OBJECTIVE: Check each statement below against the lounge review: 1. The Lounge took a new name when it reopened. 2. Before the renovation, the space had roughly 15 places to sit. 3. The new space includes a fireplace. For each one, answer yes or no and quote the words of the review that settle it.

DOCUMENT SEGMENT:
----------

Ale & Compass Lounge reopened alongside Ale & Compass Restaurant last week. You can find my thoughts on the restaurant experience here. You can also check out the Marketplace at Ale & Compass review here, which covers the quick service and takeaway operation.
Unlike the restaurant, which changed its name from Captain’s Grille, the Lounge sports the same title as before.
But you’ll now find a very different space.
This is what Ale & Compass looked like earlier this year – it’s “literally” a hole in the wall with maybe 15 places to sit.
The new space is significantly larger with a wide variety of seating options.
The stately couches seem fun.
A fireplace for those rare, cozy days when the temperature drops below 80 degrees and Florida goes into full panic mode. I’m still waiting for my heat to go on this year, which I’m sure is what you want to hear while you read this in Synecdoche, New York in December.
I think the royal navy blues, dark furniture, and wood paneling work a little better in the lounge than the restaurant. At least this says “Rye Manhattan” to me a little more than “Clam Bake” does.
But there’s even more seating, in addition to the actual bar, located through either entryway behind the fireplace.

----------

DATA:
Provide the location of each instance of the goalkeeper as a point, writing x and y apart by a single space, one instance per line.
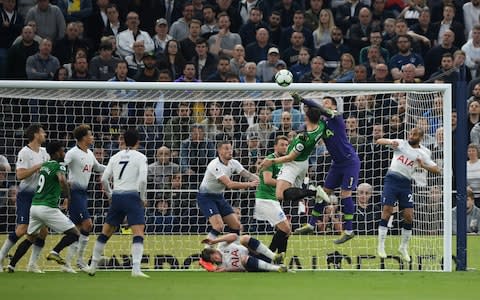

----------

OUTPUT FOR THIS EXERCISE:
1. No: "the Lounge sports the same title as before."
2. Yes: "it’s “literally” a hole in the wall with maybe 15 places to sit."
3. Yes: "A fireplace for those rare, cozy days when the temperature drops below 80 degrees"